• **ARTICOLO**
────────
Lo scimmiottamento dei fascisti ieri, ri-scimmiottato dai grillisti oggi, consiste nella continua appropriazione e nello stravolgimento dei simboli e dei termini rivoluzionari, in un contesto, definito come diciannovismo, che si prestava a molti equivoci e a molte ambiguità, a partire dall’Impresa di Fiume. Del resto lo stesso Programma di San Sepolcro, atto di fondazione dei Fasci Italiani di Combattimento di Mussolini (1919), può essere interpretato in un senso o nell’altro:

« Noi ci permettiamo di essere aristocratici e democratici, conservatori e progressisti, reazionari e rivoluzionari, legalisti e illegalisti, a seconda delle circostanze di tempo, di luogo e di ambiente »

L’ espressione “movimento fascista” definisce “un’associazione di tipo nuovo, l’antipartito, formato da spiriti liberi di militanti politici che rifiutano i vincoli dottrinari e organizzativi di un partito” (E.Gentile)

« L’attuale rappresentanza politica non ci può bastare; vogliamo una Rappresentanza diretta dei singoli interessi, perché io come cittadino, posso votare secondo le mie idee, come professionista devo poter votare secondo le mie caratteristiche professionali. Si potrebbe dire contro questo programma che si ritorna alle corporazioni, non importa. Si tratta di costituire dei Consigli di categoria che integrino la rappresentanza sinceramente politica. » (Mussolini, 23 marzo 1919). E così via.

Per Emilio Lussu, ufficiale nella Prima Guerra Mondiale, interventista, scrittore, in seguito fondatore del Partito Sardo d’Azione e antifascista, gli ex combattenti erano tutti socialisti potenziali che avevano maturato una concezione internazionalista in trincea:

Reggenza_Italiana_del_Carnaro“Per capire la contraddittorietà, ma anche la sincerità di quelle tensioni ideali, pensa alle simpatie che la rivoluzione Russa riscuote tra molti legionari Fiumani, si tratta di una pagina di storia che poi è stata “accomodata” e nascosta, ma fa pensare… Perché per il fascismo era importante appropriarsi anche dell’esperienza Fiumana? E’ semplice: perché il fascismo non aveva la storia del partito socialista, non aveva dietro di sé la cultura cattolica del partito popolare, non aveva neppure le vecchie tradizioni risorgimentali dei liberali; si trattava di un movimento nuovo, che si muoveva solo nella logica della presa del potere, privo di solide radici ideologiche o simboliche, che cercava di “mettere il cappello” ad un’ampia fetta di popolazione in cui era percepibile un disagio istintivo… Il fascismo aveva, insomma, l’esigenza di appropriarsi di una “storia” altrui, non avendone una propria...” (Emilio Lussu, intervista a Ivan Tagliaferri, in Morte alla morte, citata in http://ita.anarchopedia.org/Impresa_di_Fiume).
────────
(Annotazioni a punti per le foto)
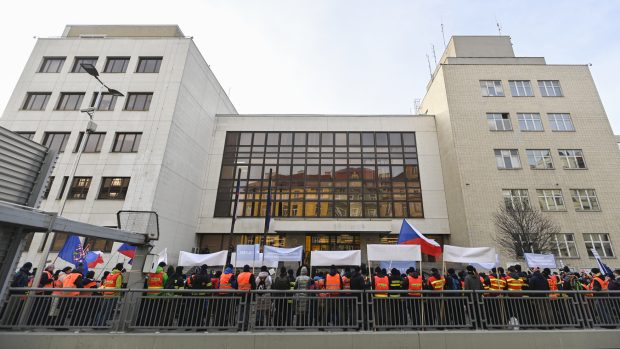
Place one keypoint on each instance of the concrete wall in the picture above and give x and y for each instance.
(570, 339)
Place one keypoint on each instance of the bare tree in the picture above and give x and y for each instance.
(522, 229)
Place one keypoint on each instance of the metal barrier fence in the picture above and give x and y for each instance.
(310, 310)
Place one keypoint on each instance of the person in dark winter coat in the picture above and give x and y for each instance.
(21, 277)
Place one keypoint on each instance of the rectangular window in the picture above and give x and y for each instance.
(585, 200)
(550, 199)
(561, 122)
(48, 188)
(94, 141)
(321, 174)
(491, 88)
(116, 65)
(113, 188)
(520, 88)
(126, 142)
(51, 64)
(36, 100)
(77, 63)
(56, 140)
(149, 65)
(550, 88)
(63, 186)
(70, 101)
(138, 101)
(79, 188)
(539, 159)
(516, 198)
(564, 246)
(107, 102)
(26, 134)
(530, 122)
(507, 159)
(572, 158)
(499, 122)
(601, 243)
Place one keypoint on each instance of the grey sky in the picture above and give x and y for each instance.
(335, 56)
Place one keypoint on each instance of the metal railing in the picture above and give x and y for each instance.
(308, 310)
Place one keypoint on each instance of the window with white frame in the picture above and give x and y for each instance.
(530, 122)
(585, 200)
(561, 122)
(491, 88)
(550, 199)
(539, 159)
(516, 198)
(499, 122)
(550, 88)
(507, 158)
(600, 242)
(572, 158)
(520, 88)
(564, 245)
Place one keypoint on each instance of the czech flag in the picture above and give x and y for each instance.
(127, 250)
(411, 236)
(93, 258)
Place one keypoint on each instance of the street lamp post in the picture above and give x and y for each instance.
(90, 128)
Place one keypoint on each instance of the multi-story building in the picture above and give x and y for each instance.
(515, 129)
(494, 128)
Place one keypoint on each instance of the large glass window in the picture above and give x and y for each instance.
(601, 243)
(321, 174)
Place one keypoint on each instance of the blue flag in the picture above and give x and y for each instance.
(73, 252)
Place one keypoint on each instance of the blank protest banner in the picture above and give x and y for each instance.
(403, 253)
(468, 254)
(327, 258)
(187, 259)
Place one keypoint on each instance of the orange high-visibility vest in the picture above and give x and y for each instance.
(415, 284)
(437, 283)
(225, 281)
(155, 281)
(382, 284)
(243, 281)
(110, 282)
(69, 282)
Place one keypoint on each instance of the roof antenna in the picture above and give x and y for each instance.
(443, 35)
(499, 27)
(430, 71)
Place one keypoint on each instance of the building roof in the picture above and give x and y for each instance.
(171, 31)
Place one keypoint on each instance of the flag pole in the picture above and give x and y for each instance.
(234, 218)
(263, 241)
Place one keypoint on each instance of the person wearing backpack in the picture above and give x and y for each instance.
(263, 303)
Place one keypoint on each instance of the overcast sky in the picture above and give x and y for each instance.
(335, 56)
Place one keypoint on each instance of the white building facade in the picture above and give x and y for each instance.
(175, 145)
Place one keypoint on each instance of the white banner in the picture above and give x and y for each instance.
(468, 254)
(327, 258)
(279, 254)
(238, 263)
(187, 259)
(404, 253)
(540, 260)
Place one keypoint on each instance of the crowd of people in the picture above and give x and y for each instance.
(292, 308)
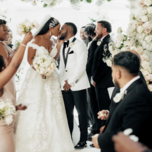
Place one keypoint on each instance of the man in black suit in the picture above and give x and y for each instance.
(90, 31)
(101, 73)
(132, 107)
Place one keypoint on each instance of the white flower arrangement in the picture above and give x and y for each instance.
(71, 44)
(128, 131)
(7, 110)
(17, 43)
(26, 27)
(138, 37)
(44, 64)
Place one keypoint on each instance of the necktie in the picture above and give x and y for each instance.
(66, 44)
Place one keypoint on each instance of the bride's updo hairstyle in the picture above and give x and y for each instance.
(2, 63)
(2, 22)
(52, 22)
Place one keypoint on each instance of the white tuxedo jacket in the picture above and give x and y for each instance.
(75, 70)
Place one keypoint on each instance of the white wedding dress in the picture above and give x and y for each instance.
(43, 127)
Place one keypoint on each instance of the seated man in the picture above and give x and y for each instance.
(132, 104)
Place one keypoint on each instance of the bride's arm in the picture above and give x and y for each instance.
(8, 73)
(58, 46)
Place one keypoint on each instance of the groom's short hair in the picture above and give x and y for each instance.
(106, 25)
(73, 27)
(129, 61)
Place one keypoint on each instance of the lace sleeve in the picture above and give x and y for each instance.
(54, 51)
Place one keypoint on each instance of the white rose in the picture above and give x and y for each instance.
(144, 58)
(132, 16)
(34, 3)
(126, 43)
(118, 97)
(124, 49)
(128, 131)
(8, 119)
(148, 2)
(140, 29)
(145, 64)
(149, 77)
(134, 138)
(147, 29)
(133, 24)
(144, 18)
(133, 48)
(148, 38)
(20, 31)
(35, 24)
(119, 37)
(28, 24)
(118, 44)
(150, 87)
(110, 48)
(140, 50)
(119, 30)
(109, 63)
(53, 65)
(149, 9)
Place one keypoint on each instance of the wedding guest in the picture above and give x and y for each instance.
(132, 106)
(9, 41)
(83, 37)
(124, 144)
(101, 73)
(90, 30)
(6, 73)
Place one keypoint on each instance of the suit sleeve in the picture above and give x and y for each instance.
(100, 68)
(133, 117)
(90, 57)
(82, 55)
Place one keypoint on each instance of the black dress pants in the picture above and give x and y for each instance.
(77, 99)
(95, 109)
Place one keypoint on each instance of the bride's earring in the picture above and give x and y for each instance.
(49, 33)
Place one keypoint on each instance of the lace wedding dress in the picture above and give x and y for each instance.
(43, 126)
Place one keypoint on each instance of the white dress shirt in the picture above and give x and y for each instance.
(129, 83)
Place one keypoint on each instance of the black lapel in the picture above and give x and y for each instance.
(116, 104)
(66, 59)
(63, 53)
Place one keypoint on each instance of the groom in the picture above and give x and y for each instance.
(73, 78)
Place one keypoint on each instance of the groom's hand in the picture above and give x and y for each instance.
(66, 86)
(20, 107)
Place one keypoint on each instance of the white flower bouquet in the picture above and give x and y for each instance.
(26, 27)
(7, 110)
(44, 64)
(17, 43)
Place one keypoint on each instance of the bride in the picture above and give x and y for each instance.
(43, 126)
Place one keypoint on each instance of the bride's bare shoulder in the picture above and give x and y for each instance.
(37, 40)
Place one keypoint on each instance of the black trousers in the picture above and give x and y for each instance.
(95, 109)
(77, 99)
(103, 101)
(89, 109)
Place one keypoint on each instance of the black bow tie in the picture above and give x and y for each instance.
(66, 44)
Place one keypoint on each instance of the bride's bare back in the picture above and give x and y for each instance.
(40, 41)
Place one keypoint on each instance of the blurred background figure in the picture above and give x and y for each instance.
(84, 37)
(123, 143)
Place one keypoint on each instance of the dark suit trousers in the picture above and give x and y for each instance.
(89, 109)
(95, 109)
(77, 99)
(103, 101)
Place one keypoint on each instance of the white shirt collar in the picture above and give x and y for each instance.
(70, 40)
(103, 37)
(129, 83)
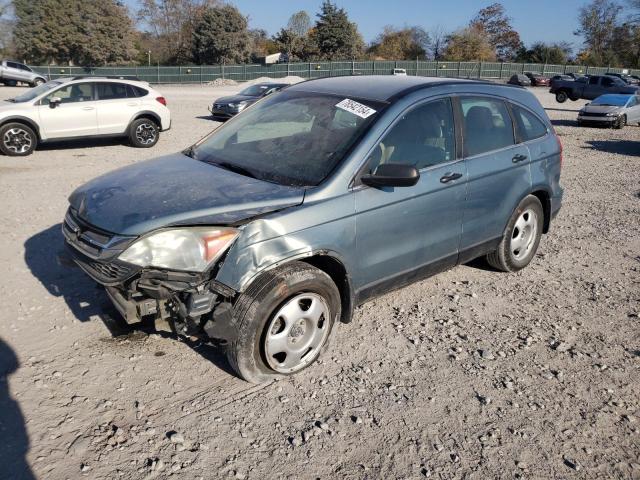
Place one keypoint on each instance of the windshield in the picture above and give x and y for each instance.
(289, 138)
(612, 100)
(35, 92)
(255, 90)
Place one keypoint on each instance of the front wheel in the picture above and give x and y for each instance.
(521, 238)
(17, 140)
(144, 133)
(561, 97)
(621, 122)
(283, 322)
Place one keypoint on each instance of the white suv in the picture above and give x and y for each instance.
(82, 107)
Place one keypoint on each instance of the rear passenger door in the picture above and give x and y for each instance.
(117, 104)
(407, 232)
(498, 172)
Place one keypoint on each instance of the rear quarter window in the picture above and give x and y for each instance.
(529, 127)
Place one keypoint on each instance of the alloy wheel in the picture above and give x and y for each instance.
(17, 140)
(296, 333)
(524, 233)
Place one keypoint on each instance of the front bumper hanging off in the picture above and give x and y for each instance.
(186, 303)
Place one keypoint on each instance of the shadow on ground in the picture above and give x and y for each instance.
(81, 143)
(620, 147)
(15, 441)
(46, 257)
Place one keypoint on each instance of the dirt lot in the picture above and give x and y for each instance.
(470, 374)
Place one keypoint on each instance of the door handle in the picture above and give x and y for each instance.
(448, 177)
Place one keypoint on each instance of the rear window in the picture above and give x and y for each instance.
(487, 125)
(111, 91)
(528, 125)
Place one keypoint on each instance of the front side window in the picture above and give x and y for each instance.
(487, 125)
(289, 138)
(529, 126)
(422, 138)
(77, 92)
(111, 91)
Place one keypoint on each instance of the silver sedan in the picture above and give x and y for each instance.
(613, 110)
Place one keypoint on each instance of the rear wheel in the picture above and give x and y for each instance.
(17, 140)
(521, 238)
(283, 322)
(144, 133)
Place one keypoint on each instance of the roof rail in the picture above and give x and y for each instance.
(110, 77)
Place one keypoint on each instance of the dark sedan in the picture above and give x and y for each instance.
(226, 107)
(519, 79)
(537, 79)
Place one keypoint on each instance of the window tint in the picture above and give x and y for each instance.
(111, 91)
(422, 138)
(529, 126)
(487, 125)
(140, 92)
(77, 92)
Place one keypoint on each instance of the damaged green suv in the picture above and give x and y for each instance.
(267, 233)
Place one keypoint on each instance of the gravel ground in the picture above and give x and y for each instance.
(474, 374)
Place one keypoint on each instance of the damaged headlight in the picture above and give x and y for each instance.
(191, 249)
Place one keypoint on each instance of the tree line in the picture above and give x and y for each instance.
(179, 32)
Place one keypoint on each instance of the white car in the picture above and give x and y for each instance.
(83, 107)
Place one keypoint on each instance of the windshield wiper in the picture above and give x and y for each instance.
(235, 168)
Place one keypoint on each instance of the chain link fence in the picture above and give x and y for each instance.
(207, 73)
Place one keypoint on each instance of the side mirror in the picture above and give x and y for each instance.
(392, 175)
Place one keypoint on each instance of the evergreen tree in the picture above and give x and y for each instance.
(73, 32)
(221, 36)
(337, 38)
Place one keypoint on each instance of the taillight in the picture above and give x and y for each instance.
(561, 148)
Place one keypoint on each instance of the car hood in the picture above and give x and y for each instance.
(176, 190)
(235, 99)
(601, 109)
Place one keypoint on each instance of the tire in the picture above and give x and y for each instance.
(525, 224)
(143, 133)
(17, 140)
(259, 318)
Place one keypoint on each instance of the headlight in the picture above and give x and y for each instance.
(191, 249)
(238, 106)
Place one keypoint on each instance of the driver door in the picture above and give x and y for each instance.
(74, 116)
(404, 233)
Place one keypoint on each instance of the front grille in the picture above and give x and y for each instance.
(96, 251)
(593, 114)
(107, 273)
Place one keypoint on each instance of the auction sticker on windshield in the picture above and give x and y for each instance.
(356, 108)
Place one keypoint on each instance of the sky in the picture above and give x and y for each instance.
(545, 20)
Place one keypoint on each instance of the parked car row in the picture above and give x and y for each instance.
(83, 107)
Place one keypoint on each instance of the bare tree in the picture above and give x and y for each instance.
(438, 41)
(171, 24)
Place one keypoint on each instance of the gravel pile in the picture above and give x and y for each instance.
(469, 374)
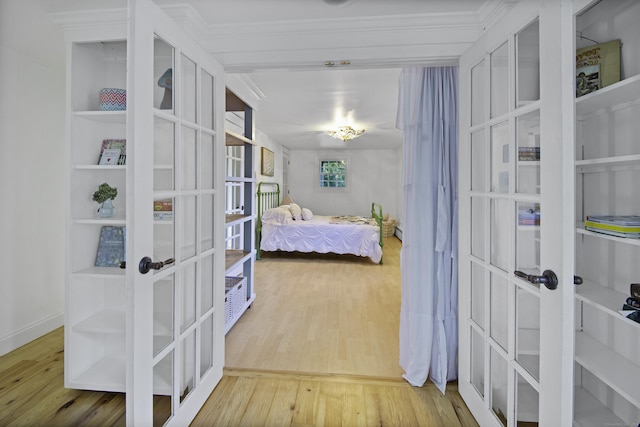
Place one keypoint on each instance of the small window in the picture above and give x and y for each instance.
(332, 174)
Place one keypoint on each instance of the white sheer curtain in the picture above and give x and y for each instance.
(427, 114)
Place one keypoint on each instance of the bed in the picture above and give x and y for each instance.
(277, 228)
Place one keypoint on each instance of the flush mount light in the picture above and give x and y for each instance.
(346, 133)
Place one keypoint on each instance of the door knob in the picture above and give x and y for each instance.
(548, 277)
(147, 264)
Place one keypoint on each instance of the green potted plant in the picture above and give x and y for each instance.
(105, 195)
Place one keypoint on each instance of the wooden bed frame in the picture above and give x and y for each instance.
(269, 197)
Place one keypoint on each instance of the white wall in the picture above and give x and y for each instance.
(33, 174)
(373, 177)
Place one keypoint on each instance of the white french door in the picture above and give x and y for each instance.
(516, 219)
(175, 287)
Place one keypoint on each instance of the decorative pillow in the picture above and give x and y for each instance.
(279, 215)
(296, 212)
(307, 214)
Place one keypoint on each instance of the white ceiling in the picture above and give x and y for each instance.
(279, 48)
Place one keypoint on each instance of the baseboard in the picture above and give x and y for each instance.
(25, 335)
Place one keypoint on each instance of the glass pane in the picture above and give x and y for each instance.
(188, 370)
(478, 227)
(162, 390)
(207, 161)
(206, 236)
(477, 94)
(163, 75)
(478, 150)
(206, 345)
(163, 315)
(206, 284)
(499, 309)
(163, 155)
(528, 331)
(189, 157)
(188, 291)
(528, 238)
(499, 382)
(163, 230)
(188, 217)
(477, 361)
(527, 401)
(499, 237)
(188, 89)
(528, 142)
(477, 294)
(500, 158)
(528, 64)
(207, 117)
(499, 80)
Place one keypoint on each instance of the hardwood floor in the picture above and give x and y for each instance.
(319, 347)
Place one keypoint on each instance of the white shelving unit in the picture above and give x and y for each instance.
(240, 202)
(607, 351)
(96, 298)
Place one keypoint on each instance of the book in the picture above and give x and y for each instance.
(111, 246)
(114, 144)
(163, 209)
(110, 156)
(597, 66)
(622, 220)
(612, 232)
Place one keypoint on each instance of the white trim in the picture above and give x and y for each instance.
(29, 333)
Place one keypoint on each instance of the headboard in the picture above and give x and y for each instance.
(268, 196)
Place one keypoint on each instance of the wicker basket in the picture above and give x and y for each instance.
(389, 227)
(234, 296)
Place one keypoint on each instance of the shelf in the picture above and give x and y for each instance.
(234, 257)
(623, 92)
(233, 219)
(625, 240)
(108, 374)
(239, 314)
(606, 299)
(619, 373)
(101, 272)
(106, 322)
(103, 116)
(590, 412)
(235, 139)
────────
• **CONSEGNA A**
Secondo Emilio Lussu, citato nell'articolo sul fascismo, per quale motivo il fascismo doveva appropriarsi dell'esperienza fiumana? Rispondi in una, due o tre frasi.
• **CONSEGNA B**
Elenca tutte le qualifiche con cui l'articolo sul fascismo presenta Emilio Lussu nella frase che lo introduce.
• **CONSEGNA C**
Riprendi l'articolo sul fascismo dal punto in cui si interrompe e proseguilo.

• **SVOLGIMENTO A**
Il fascismo doveva appropriarsi di una storia altrui perché non ne aveva una propria. Non aveva la storia del partito socialista, né la cultura cattolica del partito popolare, né le tradizioni risorgimentali dei liberali. Era infatti un movimento nuovo, mosso solo dalla logica della presa del potere e privo di solide radici ideologiche o simboliche.

• **SVOLGIMENTO B**
- ufficiale nella Prima Guerra Mondiale
- interventista
- scrittore
- fondatore del Partito Sardo d'Azione
- antifascista

• **SVOLGIMENTO C**
Sia Gramsci che Lussu comprendono immediatamente il carattere scimmiottesco, grottesco e caricaturale del “fascismo” mussoliniano. Gramsci riprende, come abbiamo visto, , la metafora del Popolo delle Scimmie, o Bandar-log, dai racconti del Libro della Giungla di Kipling:

Pettegole, stupide, vanitose…vanitose, stupide, pettegole, sono le scimmie”, dice Kaa, riferendosi al Bandar-log.

Noi siamo grandi. Noi siamo libere. Noi siamo straordinarie. Noi siamo il popolo più straordinario di tutta la giungla! Lo diciamo tutte e perciò deve essere vero”, risponde in coro  il Bandar-log.

Il Popolo delle scimmie è la piccola borghesia che è scesa in piazza, “scimmieggiando” la classe operaia, nelle cosiddette “radiose giornate di maggio” che spinsero il titubante governo italiano a scendere in guerra, e “con tutti i loro riflessi giornalistici, oratori, teatrali, piazzaioli, durante la guerra (sono) come la proiezione nella realtà di una novella della jungla del Kipling, la novella del Bandar-log, del popolo delle scimmie, il quale crede di essere superiore a tutti gli altri popoli della jungla, di possedere tutta l’intelligenza, tutta l’intuizione storica, tutto lo spirito rivoluzionario, tutta la sapienza di governo, ecc., ecc.”.

Benchè Gramsci presti attenzione agli sviluppi dell’Impresa di Fiume, cui partecipano anche Arditi, anarchici e bolscevichi, egli in realtà diffida di questo “strano miscuglio ideologico di imperialismo nazionalista, di “vero rivoluzionarismo”, di “sindacalismo nazionale””. Infatti annota: “La miserevole fine dell’avventura fiumana è l’ultima scena della rappresentazione”.
Scendendo in piazza, ad imitazione della classe operaia e contadina, il popolo delle scimmie, “la piccola borghesia, che si era asservita al potere governativo attraverso la corruzione parlamentare, muta la forma della sua prestazione d’opera, diventa antiparlamentare e cerca di corrompere la piazza…Corrotto fino alle midolla, asservito completamente al potere governativo, il Parlamento perde ogni prestigio presso le masse popolari”.

Il parlamentarismo entra in crisi nel 1914 e decade completamente durante la guerra. Le scimmie, con il loro bizzarro miscuglio di nazionalismo, rivoluzionarismo e “sindacalismo nazionale” (corporativo) si illudono di aver sostituito l’idea socialista, ma la svolta avviene quando cercano “di organizzarsi e di sistemarsi intorno a padroni più ricchi e più sicuri che non sia il potere di Stato ufficiale, indebolito ed esaurito dalla guerra”.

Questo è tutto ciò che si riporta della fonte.